* BEGIN RECORDS FOR PROCESSING *
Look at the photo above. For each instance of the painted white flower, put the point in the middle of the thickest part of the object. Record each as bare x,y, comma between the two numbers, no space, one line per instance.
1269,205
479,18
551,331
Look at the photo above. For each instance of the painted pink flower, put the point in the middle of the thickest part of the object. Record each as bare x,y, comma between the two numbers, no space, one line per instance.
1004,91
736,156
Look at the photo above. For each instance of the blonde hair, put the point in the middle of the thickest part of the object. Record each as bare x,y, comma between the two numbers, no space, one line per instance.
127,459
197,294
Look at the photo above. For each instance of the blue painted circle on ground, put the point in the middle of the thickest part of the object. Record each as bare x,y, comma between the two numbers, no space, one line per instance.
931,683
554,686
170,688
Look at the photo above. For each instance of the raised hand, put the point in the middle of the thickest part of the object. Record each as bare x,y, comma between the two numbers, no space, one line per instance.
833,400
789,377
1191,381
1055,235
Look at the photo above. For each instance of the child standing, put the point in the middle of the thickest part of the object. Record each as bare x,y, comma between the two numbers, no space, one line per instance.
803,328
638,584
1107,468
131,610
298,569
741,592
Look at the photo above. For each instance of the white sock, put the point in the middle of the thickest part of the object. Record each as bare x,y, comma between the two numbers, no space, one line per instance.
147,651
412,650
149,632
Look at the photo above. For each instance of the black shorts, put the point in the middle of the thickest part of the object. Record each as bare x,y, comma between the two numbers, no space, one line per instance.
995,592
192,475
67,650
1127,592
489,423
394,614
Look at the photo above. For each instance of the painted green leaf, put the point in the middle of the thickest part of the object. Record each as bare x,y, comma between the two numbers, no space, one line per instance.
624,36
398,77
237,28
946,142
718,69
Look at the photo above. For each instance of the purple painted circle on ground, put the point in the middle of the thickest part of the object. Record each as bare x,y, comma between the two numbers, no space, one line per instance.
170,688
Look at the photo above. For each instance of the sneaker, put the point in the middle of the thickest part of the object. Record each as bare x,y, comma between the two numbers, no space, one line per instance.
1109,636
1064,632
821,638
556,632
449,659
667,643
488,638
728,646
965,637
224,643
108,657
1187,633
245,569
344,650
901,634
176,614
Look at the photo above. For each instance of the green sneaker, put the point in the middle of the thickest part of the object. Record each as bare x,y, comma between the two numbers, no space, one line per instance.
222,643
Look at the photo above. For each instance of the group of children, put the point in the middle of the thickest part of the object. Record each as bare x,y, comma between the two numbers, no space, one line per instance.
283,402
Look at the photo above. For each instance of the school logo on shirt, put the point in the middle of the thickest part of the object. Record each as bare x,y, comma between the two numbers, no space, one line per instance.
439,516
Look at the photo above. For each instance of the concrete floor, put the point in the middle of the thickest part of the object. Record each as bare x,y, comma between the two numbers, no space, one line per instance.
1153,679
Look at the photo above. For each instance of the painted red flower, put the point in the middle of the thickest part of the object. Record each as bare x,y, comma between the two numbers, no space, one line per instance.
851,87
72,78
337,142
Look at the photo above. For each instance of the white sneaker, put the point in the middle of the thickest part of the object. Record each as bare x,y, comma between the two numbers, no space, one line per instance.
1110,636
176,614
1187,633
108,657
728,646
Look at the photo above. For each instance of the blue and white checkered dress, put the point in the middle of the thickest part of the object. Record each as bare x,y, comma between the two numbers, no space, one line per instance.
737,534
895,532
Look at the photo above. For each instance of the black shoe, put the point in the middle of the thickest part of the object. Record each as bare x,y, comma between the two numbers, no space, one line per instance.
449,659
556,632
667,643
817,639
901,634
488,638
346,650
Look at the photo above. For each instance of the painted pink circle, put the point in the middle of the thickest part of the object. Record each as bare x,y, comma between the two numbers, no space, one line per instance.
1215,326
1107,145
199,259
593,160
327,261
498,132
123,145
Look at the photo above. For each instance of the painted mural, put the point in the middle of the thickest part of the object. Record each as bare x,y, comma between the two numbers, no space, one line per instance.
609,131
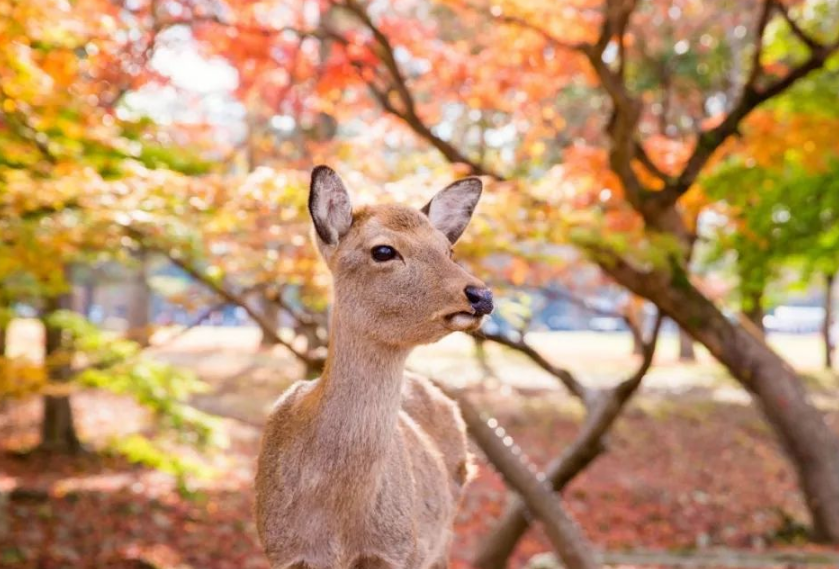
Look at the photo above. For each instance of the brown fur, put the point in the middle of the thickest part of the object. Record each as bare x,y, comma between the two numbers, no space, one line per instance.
365,466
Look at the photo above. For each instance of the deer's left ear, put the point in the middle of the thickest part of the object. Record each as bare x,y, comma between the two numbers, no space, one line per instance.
451,209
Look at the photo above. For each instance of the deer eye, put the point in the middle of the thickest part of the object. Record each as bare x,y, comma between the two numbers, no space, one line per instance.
383,253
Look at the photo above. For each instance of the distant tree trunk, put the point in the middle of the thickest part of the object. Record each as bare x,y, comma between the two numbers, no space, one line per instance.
270,308
686,351
139,305
5,320
754,311
828,321
58,431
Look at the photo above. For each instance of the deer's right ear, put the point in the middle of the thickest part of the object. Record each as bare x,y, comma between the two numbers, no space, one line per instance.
329,205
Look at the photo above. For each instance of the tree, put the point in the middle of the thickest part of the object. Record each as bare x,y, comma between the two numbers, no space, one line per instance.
649,175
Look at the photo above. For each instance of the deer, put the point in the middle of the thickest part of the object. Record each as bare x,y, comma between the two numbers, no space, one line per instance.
365,466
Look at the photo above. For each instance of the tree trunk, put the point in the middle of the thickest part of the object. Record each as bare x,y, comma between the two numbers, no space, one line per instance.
58,431
139,305
800,427
686,351
828,321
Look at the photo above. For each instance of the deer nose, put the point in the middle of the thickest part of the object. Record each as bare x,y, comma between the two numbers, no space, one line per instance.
480,298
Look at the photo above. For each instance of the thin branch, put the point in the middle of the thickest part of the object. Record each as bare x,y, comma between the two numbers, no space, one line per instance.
398,83
225,293
520,345
806,38
565,535
708,141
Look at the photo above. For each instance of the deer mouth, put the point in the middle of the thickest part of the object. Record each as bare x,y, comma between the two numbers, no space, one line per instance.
463,321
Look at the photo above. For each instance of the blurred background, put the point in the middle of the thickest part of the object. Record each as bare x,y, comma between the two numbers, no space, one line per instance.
659,223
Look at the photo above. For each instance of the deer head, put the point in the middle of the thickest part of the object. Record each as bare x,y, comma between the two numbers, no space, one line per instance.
395,280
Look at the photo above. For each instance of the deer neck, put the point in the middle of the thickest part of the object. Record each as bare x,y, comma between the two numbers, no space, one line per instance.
360,393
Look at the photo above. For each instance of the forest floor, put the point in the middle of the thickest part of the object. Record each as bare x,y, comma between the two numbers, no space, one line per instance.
691,465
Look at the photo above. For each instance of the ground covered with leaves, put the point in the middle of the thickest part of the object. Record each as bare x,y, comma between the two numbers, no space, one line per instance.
687,470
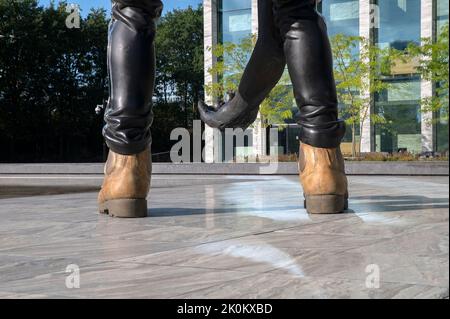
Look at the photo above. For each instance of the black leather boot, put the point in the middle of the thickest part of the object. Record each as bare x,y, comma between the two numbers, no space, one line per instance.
310,63
131,65
262,73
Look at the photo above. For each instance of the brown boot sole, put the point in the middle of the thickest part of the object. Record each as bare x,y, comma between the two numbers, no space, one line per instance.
326,204
124,208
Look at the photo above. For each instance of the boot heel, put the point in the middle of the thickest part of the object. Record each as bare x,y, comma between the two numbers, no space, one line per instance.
326,204
125,208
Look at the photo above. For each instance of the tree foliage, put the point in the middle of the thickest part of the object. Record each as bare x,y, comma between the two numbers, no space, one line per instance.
51,78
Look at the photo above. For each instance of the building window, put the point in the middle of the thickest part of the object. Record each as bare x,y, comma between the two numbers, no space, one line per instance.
342,16
400,106
235,20
399,23
441,117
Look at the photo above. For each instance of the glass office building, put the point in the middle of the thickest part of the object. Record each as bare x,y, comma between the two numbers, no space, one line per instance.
388,23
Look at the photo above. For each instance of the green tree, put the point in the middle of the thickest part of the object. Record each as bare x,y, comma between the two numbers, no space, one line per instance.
359,67
232,59
179,46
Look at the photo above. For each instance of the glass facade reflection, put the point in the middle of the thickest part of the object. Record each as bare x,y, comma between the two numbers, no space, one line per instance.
400,106
235,20
342,16
399,25
396,24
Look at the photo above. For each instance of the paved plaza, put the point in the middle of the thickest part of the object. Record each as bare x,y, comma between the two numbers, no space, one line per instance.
225,237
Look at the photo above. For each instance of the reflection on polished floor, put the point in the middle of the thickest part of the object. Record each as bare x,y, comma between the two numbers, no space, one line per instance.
226,237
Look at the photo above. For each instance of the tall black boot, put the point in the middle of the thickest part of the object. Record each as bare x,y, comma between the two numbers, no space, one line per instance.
309,59
262,73
310,63
131,66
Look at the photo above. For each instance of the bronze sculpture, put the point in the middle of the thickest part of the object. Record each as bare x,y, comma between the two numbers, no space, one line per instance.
291,33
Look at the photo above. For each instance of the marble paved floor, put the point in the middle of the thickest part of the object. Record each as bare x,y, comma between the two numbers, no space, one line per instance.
225,237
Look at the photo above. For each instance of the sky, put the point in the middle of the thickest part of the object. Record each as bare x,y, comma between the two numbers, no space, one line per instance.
169,5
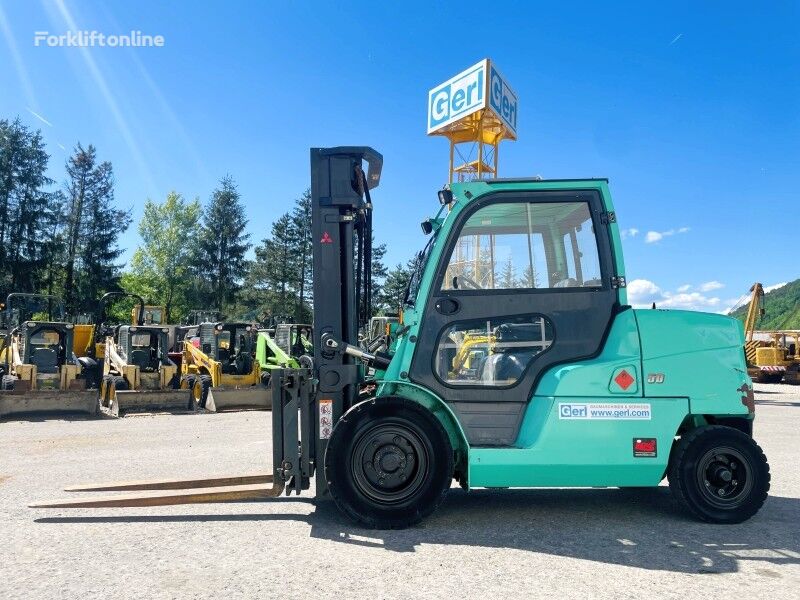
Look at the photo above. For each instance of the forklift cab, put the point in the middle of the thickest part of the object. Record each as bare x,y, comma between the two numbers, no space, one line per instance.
230,344
514,268
294,338
46,345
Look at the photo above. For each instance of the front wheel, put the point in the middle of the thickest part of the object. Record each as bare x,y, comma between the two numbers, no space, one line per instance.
389,463
719,474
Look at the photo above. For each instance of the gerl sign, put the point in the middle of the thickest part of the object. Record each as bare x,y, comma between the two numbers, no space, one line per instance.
479,87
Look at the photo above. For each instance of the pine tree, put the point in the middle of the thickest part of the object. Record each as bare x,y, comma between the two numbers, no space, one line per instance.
160,268
25,207
223,244
93,225
300,230
275,270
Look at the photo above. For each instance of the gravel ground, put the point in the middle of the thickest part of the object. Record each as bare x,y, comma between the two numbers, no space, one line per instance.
532,543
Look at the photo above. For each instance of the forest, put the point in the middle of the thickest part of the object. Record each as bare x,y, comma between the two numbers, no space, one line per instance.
62,237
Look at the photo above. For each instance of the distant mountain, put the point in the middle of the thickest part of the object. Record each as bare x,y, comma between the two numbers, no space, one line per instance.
781,308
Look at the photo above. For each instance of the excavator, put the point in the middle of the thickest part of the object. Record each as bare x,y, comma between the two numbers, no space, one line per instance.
219,368
41,373
770,361
578,388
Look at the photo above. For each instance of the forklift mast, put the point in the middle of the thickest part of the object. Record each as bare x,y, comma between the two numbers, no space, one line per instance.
341,222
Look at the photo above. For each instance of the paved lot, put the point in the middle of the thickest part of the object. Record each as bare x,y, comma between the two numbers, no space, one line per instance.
527,543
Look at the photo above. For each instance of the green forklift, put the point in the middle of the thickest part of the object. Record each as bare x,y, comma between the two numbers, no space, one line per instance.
569,387
287,345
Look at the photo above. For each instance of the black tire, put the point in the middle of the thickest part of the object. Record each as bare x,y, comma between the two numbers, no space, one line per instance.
367,456
204,383
187,382
8,382
719,474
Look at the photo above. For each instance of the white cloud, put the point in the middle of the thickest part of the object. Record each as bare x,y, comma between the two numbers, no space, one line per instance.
643,292
656,236
631,232
710,286
769,288
38,116
653,236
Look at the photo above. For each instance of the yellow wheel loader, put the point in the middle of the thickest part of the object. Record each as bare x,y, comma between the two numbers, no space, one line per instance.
41,373
138,374
219,367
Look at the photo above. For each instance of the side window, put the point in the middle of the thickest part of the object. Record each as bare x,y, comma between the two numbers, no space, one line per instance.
525,245
492,352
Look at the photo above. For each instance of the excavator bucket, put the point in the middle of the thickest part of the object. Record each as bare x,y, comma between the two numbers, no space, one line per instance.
126,401
255,397
24,401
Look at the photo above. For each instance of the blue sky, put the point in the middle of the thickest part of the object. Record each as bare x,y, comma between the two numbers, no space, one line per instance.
692,110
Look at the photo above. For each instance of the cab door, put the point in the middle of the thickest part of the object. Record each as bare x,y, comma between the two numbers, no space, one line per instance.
524,283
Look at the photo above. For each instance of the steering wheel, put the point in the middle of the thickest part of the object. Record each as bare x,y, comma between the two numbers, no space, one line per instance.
471,284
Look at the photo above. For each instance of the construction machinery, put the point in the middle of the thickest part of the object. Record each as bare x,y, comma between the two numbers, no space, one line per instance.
138,374
287,346
578,389
41,373
219,367
774,359
378,333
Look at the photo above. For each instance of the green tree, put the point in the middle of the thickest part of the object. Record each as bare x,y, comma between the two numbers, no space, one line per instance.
274,271
93,225
300,229
223,244
160,268
26,208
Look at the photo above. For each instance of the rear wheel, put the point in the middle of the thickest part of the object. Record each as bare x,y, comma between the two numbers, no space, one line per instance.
389,463
117,384
719,474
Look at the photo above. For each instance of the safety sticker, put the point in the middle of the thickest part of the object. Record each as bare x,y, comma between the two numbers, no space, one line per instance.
325,418
603,411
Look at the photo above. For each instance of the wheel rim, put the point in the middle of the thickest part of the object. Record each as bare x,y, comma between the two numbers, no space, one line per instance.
390,463
725,477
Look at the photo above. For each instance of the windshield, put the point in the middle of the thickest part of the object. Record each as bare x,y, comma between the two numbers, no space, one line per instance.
416,273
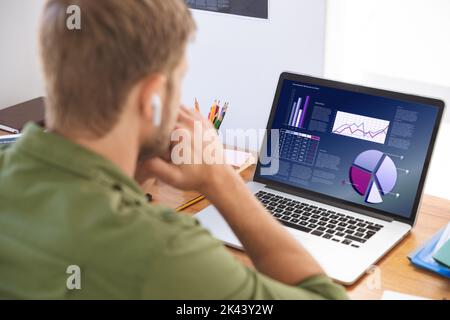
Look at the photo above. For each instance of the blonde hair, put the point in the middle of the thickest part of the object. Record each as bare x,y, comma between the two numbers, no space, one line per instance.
89,72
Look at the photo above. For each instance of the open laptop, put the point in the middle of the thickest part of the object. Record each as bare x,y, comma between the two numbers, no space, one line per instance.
343,169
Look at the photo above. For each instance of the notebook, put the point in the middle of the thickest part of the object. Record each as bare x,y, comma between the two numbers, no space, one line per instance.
442,251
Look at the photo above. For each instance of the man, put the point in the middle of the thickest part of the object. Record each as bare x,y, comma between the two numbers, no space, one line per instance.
74,224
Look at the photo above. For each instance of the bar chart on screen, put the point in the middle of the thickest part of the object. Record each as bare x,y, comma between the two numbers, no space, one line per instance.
299,109
361,127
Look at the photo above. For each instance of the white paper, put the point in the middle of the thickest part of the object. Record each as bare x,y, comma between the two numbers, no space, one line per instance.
237,158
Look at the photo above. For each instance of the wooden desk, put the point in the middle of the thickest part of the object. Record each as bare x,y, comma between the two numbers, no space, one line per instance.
395,271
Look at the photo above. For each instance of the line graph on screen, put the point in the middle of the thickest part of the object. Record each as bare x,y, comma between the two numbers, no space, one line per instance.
361,127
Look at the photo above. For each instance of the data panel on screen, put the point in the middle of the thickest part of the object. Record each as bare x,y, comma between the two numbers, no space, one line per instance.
365,149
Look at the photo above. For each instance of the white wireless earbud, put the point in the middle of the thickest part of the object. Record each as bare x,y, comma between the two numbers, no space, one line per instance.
157,110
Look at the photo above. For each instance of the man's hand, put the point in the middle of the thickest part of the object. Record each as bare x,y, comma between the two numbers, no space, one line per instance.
206,164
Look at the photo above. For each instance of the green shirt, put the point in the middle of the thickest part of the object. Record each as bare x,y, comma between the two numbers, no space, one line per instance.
62,205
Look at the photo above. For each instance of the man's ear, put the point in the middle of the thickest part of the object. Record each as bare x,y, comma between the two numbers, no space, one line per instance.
151,105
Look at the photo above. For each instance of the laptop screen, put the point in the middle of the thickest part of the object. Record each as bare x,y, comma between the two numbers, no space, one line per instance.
347,144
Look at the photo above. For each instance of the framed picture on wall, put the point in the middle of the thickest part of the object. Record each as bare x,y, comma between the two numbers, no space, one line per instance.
247,8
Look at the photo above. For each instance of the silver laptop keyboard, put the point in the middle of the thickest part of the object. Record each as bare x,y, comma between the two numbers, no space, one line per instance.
319,222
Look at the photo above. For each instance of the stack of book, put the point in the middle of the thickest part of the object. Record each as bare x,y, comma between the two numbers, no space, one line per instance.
435,254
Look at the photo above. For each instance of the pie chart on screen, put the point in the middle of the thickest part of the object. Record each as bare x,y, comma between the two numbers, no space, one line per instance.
373,175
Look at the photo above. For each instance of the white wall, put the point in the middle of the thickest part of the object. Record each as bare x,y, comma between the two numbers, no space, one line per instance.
233,58
401,44
240,59
19,68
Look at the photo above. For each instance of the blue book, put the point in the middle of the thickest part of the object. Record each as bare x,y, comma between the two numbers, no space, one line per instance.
423,257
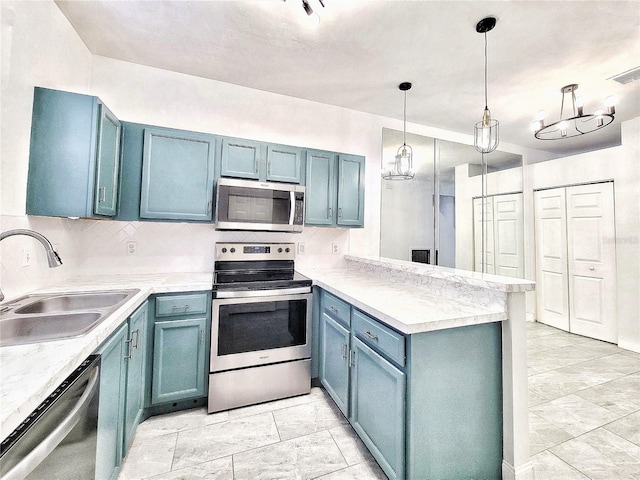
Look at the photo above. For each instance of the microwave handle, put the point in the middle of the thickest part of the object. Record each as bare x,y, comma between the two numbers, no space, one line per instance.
292,208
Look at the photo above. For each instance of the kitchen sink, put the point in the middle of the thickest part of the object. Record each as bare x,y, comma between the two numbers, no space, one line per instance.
73,302
41,328
42,317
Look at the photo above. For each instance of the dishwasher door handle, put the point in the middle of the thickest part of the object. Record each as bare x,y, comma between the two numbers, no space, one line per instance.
51,441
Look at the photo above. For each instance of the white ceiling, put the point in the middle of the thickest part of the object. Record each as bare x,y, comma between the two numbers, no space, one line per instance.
362,50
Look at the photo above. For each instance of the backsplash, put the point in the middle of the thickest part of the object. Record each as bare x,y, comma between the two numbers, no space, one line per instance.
94,247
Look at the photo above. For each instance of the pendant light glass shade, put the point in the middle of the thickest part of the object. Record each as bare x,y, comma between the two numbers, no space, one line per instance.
402,166
486,132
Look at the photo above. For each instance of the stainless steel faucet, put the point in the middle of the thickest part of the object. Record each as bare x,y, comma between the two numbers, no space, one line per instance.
52,257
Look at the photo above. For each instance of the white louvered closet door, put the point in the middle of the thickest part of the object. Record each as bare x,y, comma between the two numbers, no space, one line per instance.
576,259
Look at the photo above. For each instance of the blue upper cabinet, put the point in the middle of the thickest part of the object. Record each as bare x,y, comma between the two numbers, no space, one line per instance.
177,175
283,163
74,156
260,161
350,191
320,188
334,189
240,158
108,160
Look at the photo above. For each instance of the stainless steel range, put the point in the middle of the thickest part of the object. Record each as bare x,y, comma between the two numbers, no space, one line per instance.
261,326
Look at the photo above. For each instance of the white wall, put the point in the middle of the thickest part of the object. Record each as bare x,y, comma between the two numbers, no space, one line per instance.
622,165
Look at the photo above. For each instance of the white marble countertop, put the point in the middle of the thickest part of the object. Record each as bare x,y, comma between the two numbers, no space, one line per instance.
29,373
407,308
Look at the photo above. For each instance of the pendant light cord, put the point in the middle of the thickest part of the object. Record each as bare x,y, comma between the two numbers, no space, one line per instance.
404,118
485,71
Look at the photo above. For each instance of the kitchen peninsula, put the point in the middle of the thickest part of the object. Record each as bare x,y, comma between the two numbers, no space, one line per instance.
418,302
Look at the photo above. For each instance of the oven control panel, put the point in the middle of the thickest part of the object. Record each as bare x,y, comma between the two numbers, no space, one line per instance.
255,251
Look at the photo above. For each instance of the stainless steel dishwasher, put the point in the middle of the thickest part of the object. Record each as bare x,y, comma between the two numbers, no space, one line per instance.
58,440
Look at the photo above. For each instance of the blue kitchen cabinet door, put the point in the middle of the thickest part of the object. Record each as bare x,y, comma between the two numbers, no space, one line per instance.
113,372
240,158
74,156
334,361
178,360
350,191
378,397
136,373
320,188
177,175
108,162
284,163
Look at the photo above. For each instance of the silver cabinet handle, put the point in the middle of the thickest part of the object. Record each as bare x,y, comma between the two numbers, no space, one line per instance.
371,335
130,348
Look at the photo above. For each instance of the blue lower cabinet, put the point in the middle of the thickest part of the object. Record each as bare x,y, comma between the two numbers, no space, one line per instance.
136,374
378,407
334,365
428,406
179,360
113,376
122,387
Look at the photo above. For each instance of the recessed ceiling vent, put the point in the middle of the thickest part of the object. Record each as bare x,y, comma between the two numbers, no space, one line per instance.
627,77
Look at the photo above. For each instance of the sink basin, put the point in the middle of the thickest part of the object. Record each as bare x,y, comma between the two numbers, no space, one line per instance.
* END RECORDS FOR PROCESSING *
PROBLEM DETAILS:
Reproduce the lines from the one containing "the silver cabinet" to the end of the entries, keeping both ends and adding nothing.

ANSWER:
Look at the photo above. For each instance of the silver cabinet handle, put the point in the middle of the thickest part of the object. Record each as bare x,y, comma between the two numbers, no space, one line per instance.
371,335
130,348
Look at the photo above. For each instance of the blue lower cabinet, put the point in the middle of the thickest part of the object. Record each as bare x,y, comma between the two numbers, no space, one line per instance.
136,374
378,407
334,365
428,406
179,360
113,376
122,387
Look at the photo above. For each instance of the recessed ceiling vent, put the point in the middle of the thickest part of the object. Record each as bare x,y, comma between the two numbers, no space, one line per instance.
627,77
Look at the photo above. For each instance of the sink basin, put the point in the middle of the thickest part of the object. Record each as bare x,y, comma between the two numbers, no space, one line per instance.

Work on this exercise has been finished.